Reproduce the following material word for word, line by line, without changing anything.

> **SUPPLIED RECORDS**:

######

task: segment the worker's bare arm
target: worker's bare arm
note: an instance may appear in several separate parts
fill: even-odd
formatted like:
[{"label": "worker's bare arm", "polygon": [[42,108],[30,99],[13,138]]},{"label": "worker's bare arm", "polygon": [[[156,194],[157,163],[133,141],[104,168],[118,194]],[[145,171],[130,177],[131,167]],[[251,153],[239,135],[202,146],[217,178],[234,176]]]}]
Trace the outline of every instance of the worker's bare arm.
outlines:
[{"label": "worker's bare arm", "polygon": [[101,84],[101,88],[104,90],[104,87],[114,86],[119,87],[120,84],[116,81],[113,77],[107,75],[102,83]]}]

######

> **CORRECT ANSWER**:
task: segment the worker's bare arm
target: worker's bare arm
note: an instance may appear in several separate parts
fill: even-odd
formatted like:
[{"label": "worker's bare arm", "polygon": [[42,108],[30,99],[13,138]]},{"label": "worker's bare arm", "polygon": [[[156,194],[157,163],[133,141],[104,168],[118,194]],[[145,171],[130,177],[131,167]],[[251,153],[239,135],[202,146],[217,178],[234,176]]]}]
Trace the outline of every instance of the worker's bare arm.
outlines:
[{"label": "worker's bare arm", "polygon": [[101,84],[101,88],[104,90],[104,87],[114,86],[119,87],[120,84],[116,81],[113,77],[107,75],[102,83]]}]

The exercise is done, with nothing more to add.